▶ PROBLEM
Retype, exactly as they appear below, the lines between the line holding "bow by giving the bounding box." and the line holding "Pick out every pale blank", both ends included.

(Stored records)
----------
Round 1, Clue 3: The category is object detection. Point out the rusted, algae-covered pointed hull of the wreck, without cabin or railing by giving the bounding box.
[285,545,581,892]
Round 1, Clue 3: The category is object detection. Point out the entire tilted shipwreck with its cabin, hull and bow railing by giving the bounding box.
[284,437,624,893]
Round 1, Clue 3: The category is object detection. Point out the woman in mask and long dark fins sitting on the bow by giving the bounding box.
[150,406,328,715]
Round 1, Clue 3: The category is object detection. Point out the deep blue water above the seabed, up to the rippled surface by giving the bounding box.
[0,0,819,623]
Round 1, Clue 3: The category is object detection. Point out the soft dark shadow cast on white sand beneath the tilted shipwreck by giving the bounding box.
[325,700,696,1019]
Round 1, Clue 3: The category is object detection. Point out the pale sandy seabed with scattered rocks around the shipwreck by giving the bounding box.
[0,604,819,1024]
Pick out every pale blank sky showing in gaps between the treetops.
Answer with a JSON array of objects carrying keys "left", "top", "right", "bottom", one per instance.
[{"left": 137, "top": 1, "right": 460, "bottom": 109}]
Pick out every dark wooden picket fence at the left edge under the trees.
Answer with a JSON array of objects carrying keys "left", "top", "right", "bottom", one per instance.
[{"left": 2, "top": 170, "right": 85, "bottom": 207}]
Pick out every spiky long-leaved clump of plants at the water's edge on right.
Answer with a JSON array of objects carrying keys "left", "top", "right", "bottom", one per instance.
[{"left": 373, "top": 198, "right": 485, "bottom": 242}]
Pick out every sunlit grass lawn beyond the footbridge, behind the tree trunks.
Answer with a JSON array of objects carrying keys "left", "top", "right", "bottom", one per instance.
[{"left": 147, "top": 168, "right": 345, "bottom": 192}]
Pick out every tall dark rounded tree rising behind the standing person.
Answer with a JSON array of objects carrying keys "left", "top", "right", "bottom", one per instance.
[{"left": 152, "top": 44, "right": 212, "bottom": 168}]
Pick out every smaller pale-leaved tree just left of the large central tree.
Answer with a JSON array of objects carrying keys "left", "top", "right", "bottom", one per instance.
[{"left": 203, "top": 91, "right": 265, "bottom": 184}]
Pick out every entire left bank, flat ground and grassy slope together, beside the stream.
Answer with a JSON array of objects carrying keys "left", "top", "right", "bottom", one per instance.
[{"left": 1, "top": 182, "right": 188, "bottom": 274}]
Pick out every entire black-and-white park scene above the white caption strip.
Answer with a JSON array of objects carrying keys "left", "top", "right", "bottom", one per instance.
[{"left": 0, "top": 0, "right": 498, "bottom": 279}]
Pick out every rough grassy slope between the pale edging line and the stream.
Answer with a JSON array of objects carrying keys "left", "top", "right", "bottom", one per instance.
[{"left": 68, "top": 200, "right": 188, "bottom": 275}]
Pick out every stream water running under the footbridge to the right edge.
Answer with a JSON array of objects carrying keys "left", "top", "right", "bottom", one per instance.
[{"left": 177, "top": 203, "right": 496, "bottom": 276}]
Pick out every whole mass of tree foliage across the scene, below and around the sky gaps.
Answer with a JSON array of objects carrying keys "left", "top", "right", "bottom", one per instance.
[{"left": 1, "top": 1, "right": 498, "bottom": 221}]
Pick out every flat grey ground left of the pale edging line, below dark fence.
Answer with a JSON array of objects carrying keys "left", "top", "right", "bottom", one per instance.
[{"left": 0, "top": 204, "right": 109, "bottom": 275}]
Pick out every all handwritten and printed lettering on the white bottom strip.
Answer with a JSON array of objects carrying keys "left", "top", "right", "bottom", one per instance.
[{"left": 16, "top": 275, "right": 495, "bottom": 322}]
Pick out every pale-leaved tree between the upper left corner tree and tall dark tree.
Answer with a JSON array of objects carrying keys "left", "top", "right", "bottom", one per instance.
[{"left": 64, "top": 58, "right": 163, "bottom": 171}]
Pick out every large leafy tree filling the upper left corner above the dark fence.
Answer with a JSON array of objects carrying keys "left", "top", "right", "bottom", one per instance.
----------
▶ REPLY TO THE EXERCISE
Round 1, Clue 3: The category is object detection. Point out the woman in mask and long dark fins sitting on the bow by giving the bounding box.
[150,406,328,715]
Round 1, Clue 3: The category is object detection. Point out the deep blue water above the seabed, up to the rippled surface by giving the bounding box.
[0,0,819,623]
Round 1, Clue 3: The category is object detection. Point out the soft dark shadow cast on white sand beneath the tilted shipwreck by giving the bounding box.
[325,700,696,1019]
Round 1, Clue 3: The category is object detection. Point out the pale sandy seabed with scattered rocks around the shipwreck by giving the bounding box.
[0,604,819,1024]
Pick out every pale blank sky showing in gaps between the treetops.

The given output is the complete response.